▸ DATA TO PROCESS:
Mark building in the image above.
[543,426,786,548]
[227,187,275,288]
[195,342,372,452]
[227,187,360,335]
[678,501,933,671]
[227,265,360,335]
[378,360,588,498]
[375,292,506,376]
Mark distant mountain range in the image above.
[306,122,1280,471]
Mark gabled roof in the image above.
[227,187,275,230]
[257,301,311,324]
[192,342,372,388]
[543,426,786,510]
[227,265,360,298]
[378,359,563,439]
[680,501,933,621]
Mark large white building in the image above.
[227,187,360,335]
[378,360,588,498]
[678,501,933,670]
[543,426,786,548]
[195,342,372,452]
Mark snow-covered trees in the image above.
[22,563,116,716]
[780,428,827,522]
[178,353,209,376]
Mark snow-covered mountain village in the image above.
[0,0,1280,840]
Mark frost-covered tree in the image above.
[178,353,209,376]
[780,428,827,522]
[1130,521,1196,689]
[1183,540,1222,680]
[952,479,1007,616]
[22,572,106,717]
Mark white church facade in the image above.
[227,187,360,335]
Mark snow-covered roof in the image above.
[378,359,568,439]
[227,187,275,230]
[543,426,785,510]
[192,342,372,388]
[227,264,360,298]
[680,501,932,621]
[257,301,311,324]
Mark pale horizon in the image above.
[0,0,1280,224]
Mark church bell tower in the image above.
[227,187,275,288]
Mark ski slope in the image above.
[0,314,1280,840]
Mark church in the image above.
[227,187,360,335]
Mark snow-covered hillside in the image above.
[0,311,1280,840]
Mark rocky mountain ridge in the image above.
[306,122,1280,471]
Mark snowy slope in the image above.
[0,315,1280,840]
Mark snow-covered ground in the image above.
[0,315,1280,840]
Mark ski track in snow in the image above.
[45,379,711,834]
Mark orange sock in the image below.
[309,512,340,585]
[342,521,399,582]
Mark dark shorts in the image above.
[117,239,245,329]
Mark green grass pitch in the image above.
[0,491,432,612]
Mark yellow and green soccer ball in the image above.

▸ TASK BRIEF: Rewrite every line of the material in the stretch from the line containing "Mark green grass pitch in the image above." through its end, shifting each bounding-box coordinate up by 45 and keeping all other lines unchanged.

▸ COMPLETE OUTPUT:
Mark green grass pitch in the image above.
[45,536,477,657]
Mark yellow and green soccer ball in the image above.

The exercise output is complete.